Exercise instructions
(1) Please check the article on the Washington Town Center project below and decide whether each statement agrees with it: (a) Tom Troy has been with Sharbell Development Corp. since 1987. (b) The underlying zoning for the property was for commercial use. (c) The first shovel hit the ground less than ten years ago. Answer yes or no for each, quoting the words from the article that decide it.
(2) According to the article on the Washington Town Center project below, in which town is the project located?
(3) Resume the article on the Washington Town Center project below, continuing from its last sentence.

Excerpt provided
- - -

Tom Troy, president of Sharbell Development Corp., has been with the firm since 1987 and has helped spearhead its development of the landmark Washington Town Center project in Robbinsville. — Photo by Aaron Houston for Real Estate NJ
By Joshua Burd
It’s been more than 20 years since the first shovel hit the ground, but Tom Troy hasn’t lost sight of what helped launch the landmark Washington Town Center project in Robbinsville.
From the start, he said, the town’s governing body has been cooperative and open-minded.
“The people that were in power at the time, in the late ’90s, really wanted to do something different with this property,” said Troy, the president of Sharbell Development Corp., which has spearheaded the project. “They didn’t want to turn it into another single-family subdivision, which is what the underlying zoning was for. So they were forward-thinking enough and we were fortunate enough to get involved with them at that time to work in a very collaborative way, to bring it through the design, the regulatory issues, the permitting issues — and I think a lot of the success is due to having a collaborative partner on the other side.

- - -

Excerpted data

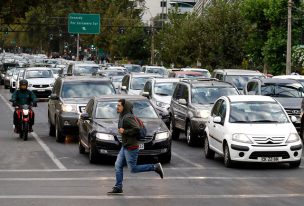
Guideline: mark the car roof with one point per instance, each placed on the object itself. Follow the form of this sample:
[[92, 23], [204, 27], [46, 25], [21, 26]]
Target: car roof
[[250, 98], [120, 96], [239, 72]]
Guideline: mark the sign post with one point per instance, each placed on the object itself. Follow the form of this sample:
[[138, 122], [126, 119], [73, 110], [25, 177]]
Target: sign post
[[83, 24]]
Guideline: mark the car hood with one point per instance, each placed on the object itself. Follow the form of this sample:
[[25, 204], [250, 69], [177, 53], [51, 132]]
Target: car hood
[[289, 103], [110, 126], [41, 81], [75, 100], [282, 129]]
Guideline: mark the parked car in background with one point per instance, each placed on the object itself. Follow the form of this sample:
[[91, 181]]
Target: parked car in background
[[99, 135], [252, 129], [289, 92], [133, 83], [160, 91], [238, 77], [69, 98], [191, 105]]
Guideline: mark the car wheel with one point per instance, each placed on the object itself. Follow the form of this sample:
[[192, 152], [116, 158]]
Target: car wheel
[[191, 139], [209, 154], [59, 136], [295, 164], [81, 148], [165, 158], [93, 156], [174, 131], [227, 160]]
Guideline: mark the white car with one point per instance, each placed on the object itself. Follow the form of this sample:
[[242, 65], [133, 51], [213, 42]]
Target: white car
[[252, 129]]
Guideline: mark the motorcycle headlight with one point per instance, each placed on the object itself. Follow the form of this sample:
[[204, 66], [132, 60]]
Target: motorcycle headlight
[[202, 113], [102, 136], [162, 104], [293, 137], [162, 136], [241, 138], [69, 108]]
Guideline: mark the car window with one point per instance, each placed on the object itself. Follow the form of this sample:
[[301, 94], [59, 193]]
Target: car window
[[208, 95], [86, 89], [164, 88], [141, 109], [257, 112]]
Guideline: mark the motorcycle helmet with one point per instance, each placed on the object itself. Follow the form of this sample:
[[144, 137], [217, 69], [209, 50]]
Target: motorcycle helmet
[[23, 84]]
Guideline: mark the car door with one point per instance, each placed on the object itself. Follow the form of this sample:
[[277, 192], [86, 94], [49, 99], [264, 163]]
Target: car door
[[216, 130]]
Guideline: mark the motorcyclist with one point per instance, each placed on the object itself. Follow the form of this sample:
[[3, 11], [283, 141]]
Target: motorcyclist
[[21, 97]]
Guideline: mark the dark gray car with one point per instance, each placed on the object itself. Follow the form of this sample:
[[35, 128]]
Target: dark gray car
[[68, 100]]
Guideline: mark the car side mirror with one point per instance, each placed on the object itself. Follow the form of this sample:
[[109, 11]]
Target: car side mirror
[[293, 119], [182, 101], [217, 119], [146, 94], [53, 97], [85, 116]]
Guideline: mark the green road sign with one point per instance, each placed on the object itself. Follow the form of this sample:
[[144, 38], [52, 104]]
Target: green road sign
[[84, 23]]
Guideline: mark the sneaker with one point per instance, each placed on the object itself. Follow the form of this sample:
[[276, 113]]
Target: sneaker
[[115, 191], [159, 170]]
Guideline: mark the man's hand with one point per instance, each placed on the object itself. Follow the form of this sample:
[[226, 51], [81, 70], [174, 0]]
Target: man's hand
[[121, 130]]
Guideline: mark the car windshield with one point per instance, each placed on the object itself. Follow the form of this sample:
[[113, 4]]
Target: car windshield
[[141, 109], [164, 88], [85, 70], [38, 74], [283, 90], [138, 83], [208, 95], [239, 80], [257, 112], [161, 71], [86, 89]]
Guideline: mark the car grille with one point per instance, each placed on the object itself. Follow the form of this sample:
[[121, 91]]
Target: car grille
[[268, 140], [41, 85], [294, 112], [282, 154]]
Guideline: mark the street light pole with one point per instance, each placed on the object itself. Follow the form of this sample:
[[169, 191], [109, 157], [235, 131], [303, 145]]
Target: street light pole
[[288, 53]]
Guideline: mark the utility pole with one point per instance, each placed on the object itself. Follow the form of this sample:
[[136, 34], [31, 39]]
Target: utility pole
[[288, 53]]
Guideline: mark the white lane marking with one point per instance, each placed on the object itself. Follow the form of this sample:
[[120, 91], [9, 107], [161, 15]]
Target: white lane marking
[[187, 160], [117, 197], [42, 144], [5, 179]]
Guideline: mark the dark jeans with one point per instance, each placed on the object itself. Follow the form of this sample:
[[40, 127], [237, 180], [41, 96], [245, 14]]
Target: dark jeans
[[129, 157], [17, 120]]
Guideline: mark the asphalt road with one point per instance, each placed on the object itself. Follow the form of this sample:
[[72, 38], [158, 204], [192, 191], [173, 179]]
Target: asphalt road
[[41, 171]]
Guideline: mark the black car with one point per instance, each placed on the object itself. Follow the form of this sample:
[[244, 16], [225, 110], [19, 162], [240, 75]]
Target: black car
[[98, 129], [69, 98]]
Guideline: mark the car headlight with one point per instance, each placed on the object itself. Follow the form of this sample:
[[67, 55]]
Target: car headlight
[[241, 138], [202, 113], [293, 137], [162, 104], [69, 108], [102, 136], [162, 136]]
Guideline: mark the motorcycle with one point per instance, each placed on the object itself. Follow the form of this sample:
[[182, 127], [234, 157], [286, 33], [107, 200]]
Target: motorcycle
[[24, 113]]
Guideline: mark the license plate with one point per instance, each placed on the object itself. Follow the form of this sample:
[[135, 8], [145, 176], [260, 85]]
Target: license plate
[[269, 159], [141, 146]]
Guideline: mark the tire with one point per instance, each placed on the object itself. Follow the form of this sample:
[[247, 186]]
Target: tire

- - -

Your responses
(1)
(a) Yes: "has been with the firm since 1987"
(b) No: "They didn’t want to turn it into another single-family subdivision, which is what the underlying zoning was for."
(c) No: "It’s been more than 20 years since the first shovel hit the ground"

(2) Robbinsville.

(3)
“As you know, that doesn’t always happen in New Jersey. Quite often it’s the other way around.”
Two decades later, the results speak for themselves. The 140-acre Washington Town Center is an acclaimed model of public-private coordination in New Jersey, having yielded a new downtown from whole cloth with a broad mix of housing types, commercial space, parks and other community amenities, all with immediate access to Route 33.
Sharbell is now entering the final stages of the project, which now has roughly 1,000 residential units and 256,000 square feet of retail and office space, as it ramps up its pipeline elsewhere in New Jersey. It’s also looking beyond its home state with the hopes of drawing from its experience at Washington Town Center. To that end, the firm is spearheading the development of roughly 100 acres near Charleston, South Carolina, where it’s focused on building out a new downtown that will serve as the hub of an emerging community.
“We see this opportunity as something that really fits well within our footprint, particularly given the last 20 years’ experience that we’ve had with the Robbinsville town center here and even to a certain degree with what we did in Plainsboro,” Troy said, referring to another one of Sharbell’s major mixed-use projects. He added: “There’s a lot of that connectivity that goes beyond just what it is that we’re developing and connects back to the fabric of the town.”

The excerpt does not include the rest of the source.